::: Source passage
Anxiety is a mental health condition. It is also the most common. Many people struggle with anxiety, and many of those people that do will qualify as having a mental health disorder.
But it’s important to note that a “mental health disorder” doesn’t mean that your anxiety is strictly mental. While many of us understand that anxiety comes with worries and fears, as psychiatrists, we understand that there is more to anxiety than just thoughts, and that – for many – it is the physical symptoms of anxiety that cause the most distress.
Causes of Physical Anxiety Symptoms
The amygdala is a small portion of your brain responsible for triggering the “fight or flight response.” When you’re faced with some type of danger, your amygdala sends messages that speed up your heartbeat, move blood around to your muscles, induce sweating, and make sure that your body is prepared to fight or flee quickly.
What we call “anxiety” is when the amygdala triggers the fight or flight response in inappropriate moments. This occurs when a person is under intense stress, and their worries or experiences cause their body to react as though it is in danger.
::::::
::: Records supplied
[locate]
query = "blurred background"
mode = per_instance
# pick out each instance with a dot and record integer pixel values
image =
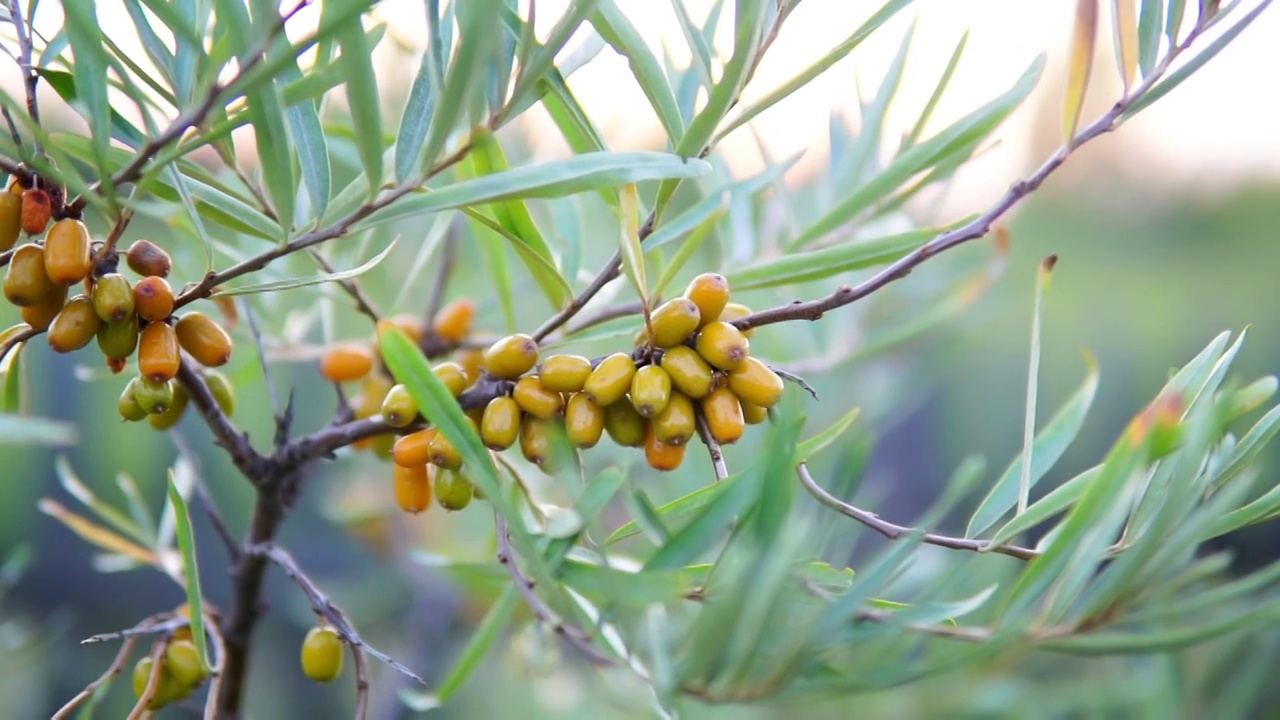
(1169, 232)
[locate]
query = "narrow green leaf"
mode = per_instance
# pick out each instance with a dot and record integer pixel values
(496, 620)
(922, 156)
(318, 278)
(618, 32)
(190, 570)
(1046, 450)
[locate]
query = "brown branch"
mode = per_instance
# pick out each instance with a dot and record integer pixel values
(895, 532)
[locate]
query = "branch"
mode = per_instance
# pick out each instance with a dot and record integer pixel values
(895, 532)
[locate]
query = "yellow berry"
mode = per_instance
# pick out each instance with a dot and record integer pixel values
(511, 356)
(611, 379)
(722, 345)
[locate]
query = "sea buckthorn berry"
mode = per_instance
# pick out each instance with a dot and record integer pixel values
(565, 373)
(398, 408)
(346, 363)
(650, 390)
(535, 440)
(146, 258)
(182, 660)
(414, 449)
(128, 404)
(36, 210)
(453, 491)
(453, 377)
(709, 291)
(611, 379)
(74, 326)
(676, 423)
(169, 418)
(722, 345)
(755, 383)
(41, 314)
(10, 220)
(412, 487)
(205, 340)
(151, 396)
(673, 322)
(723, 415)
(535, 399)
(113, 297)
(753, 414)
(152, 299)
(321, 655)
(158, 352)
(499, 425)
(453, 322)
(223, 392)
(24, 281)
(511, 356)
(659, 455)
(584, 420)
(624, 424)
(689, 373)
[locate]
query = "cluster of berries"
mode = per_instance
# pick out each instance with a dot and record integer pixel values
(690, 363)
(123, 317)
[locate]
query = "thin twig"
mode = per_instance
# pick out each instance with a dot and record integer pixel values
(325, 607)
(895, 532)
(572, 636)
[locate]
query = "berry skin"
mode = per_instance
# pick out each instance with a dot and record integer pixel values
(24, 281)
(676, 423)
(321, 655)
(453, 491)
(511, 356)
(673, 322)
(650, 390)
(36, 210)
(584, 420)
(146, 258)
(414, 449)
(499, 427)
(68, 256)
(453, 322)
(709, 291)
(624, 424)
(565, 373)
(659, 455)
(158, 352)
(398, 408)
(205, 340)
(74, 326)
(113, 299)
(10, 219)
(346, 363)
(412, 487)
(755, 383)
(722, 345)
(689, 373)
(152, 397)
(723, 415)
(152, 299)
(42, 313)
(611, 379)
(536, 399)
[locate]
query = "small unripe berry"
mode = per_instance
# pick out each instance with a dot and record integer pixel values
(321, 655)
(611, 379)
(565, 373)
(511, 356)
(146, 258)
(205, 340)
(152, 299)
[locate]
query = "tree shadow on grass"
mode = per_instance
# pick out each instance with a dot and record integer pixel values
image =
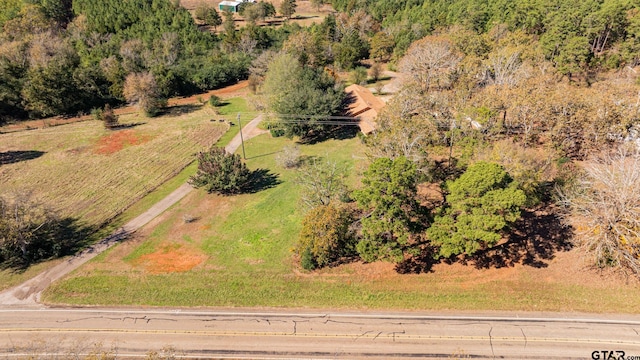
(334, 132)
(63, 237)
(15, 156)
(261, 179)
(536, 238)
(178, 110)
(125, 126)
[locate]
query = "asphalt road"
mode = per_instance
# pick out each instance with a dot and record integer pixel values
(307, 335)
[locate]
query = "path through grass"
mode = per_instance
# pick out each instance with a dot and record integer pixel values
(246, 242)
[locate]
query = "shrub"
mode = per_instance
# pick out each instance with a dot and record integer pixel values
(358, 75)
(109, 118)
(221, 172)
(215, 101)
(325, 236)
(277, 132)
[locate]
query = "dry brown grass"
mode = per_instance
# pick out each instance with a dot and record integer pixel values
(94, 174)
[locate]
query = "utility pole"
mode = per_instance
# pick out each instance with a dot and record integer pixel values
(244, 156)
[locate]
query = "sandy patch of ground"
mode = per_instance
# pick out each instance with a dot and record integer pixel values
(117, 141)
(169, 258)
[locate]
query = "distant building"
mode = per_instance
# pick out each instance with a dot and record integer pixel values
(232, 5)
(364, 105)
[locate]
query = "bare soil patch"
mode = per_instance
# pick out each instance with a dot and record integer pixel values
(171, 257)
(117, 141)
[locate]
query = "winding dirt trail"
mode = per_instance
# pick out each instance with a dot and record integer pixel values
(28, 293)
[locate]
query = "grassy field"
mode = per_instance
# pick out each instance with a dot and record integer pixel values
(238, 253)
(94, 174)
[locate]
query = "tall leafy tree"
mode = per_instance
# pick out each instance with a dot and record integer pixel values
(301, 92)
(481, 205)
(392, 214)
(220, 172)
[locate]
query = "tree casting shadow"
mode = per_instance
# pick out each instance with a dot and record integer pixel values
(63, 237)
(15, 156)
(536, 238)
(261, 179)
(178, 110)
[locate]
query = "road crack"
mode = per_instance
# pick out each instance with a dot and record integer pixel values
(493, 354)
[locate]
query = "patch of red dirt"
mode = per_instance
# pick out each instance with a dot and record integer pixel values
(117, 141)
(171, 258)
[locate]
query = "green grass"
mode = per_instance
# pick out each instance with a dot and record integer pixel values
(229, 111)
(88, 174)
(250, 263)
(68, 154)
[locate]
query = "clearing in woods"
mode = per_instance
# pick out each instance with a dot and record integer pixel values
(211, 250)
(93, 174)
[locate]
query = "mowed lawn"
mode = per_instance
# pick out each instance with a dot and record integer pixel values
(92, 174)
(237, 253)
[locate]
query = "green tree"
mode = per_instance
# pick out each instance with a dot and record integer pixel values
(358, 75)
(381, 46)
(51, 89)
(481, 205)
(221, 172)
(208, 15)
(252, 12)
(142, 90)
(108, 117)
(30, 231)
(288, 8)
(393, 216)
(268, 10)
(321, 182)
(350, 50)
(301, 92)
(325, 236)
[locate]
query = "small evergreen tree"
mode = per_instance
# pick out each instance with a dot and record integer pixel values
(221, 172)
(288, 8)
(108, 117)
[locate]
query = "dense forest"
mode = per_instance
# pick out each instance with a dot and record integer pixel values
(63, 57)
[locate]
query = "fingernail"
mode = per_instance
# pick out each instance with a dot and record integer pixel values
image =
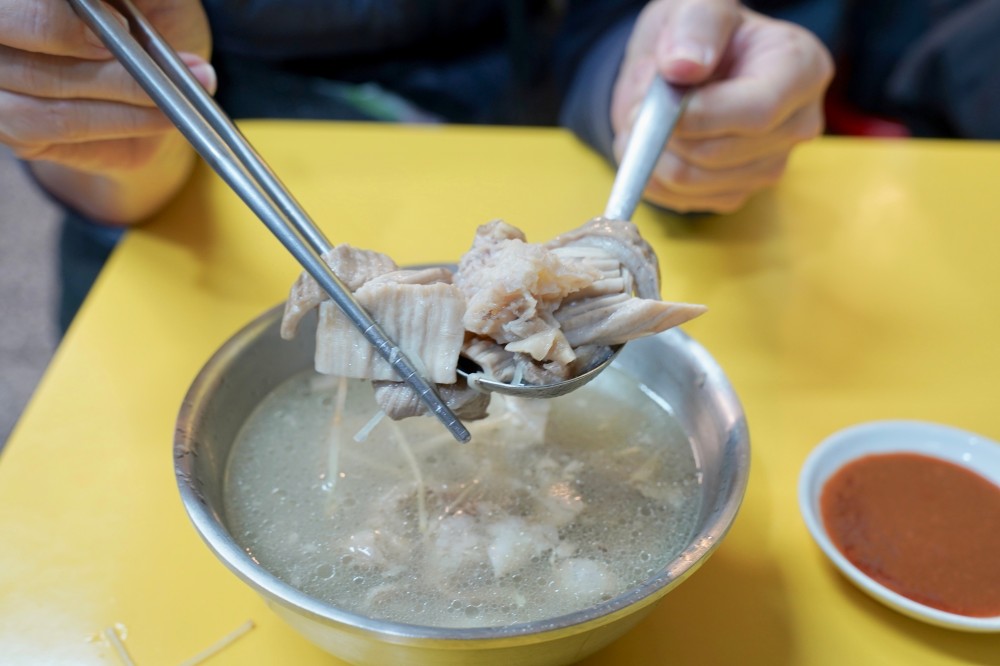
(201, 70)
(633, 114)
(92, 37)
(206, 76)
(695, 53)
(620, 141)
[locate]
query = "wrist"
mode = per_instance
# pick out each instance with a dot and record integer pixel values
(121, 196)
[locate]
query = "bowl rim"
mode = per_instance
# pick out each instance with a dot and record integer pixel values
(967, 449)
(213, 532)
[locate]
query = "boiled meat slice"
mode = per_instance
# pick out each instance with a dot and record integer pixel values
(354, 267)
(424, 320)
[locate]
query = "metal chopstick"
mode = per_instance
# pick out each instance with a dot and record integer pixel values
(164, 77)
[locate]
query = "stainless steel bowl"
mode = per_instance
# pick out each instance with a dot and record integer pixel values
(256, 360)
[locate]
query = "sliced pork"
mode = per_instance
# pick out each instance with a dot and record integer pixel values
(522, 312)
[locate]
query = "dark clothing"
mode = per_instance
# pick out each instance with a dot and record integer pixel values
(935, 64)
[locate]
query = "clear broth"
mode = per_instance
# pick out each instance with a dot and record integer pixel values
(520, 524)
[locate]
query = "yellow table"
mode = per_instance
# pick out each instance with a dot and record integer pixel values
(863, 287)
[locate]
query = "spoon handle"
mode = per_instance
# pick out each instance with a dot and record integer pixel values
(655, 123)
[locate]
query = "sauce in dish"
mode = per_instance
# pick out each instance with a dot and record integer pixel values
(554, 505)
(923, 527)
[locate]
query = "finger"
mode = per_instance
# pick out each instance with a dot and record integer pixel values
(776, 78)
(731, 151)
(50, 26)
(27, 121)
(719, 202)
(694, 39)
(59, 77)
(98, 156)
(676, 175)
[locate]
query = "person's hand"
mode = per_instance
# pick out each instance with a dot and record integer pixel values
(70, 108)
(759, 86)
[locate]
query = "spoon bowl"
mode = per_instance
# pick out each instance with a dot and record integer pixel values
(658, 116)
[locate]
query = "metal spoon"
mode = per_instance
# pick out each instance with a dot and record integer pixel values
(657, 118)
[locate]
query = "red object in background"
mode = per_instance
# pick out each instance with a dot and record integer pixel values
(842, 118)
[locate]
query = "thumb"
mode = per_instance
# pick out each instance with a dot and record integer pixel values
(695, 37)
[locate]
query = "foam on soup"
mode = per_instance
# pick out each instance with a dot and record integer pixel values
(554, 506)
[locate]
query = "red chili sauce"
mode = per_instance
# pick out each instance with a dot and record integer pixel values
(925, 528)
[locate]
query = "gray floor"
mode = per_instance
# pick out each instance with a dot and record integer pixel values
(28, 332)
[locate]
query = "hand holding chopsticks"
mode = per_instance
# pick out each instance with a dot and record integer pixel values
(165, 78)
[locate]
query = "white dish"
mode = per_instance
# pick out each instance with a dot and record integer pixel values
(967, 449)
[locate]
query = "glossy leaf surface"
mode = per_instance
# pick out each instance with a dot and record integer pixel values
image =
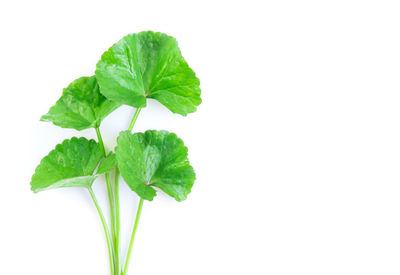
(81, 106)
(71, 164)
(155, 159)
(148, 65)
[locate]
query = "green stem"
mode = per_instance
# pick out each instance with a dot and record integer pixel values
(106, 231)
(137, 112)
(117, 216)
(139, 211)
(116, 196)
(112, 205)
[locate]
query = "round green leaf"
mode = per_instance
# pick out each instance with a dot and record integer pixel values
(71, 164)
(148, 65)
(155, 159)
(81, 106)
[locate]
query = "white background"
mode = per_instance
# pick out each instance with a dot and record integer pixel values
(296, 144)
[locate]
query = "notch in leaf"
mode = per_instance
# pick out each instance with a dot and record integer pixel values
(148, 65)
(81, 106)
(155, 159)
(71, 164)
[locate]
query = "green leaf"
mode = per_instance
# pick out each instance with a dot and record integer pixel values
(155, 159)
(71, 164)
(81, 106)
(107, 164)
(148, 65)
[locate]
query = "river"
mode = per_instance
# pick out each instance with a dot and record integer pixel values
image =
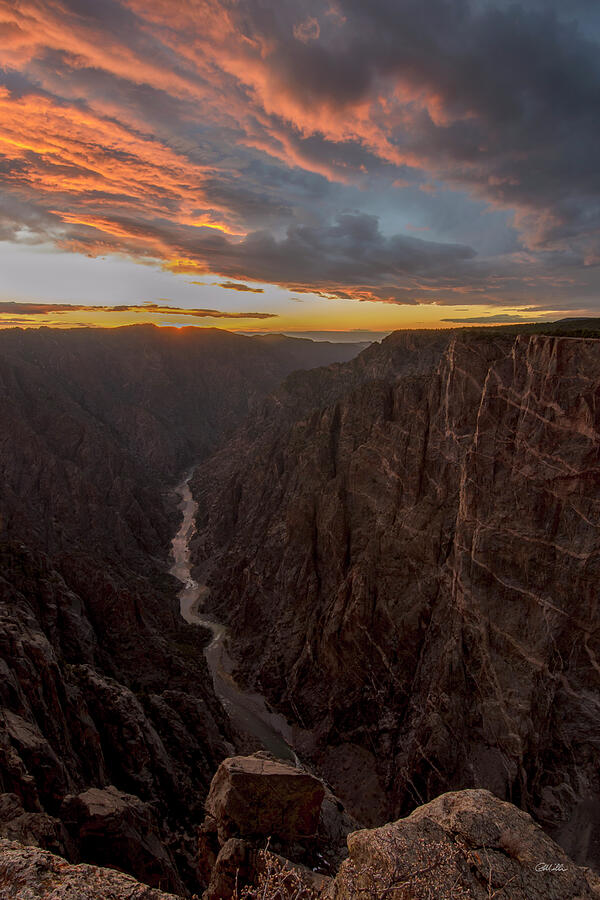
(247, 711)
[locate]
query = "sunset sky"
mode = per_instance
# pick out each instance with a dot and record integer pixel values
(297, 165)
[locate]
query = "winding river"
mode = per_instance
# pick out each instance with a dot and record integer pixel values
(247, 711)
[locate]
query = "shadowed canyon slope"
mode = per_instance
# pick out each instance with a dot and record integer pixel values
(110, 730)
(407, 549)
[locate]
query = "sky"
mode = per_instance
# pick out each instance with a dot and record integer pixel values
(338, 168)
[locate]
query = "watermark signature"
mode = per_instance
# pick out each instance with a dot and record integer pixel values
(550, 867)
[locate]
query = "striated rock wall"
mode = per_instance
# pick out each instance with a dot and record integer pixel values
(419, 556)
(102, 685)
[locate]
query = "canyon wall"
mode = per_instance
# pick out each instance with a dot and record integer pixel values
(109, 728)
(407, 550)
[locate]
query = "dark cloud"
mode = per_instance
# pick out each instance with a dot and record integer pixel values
::::::
**Required actions**:
A – According to the anxiety text, what is the most common mental health condition?
B – In the anxiety text, why does a person's body react as though it is in danger when no real danger is present?
C – Continue the anxiety text from its last sentence.
The entries don't come into any of this.

**Answers for each item**:
A – Anxiety.

B – When a person is under intense stress, the amygdala triggers the fight or flight response in inappropriate moments. Their worries or experiences then cause the body to react as though it is in danger.

C –
But the brain is complicated. Someone can have anxiety without necessarily experiencing many worrisome thoughts. Over time, the amygdala may start triggering the fight or flight response not only when there are no dangers present, but when there are also no stressful or anxious thoughts present. This causes someone to experience the physical symptoms of anxiety without the telltale worries and fears that most people associate with anxiety.
Psychiatry Treats Physical Anxiety
Even though a person may not notice any worries despite struggling with physical anxiety, there are psychological treatments that can be used to help train someone to address and control their emotions and their fight/flight response. The human brain responds well to psychological treatment, even in the absence of the worries and fears that we expect to see as triggers of these emotions.
Similarly, many anxiety medications can help ease the mind so that the fight/flight response is not triggered as often. This can provide relief from many of the physical anxiety symptoms and make it easier to learn to cope with stress and anxiety in the future so the symptoms do not return.
It is one of the many ways a psychiatrist can help support you on your path towards recovering from and managing physical anxiety.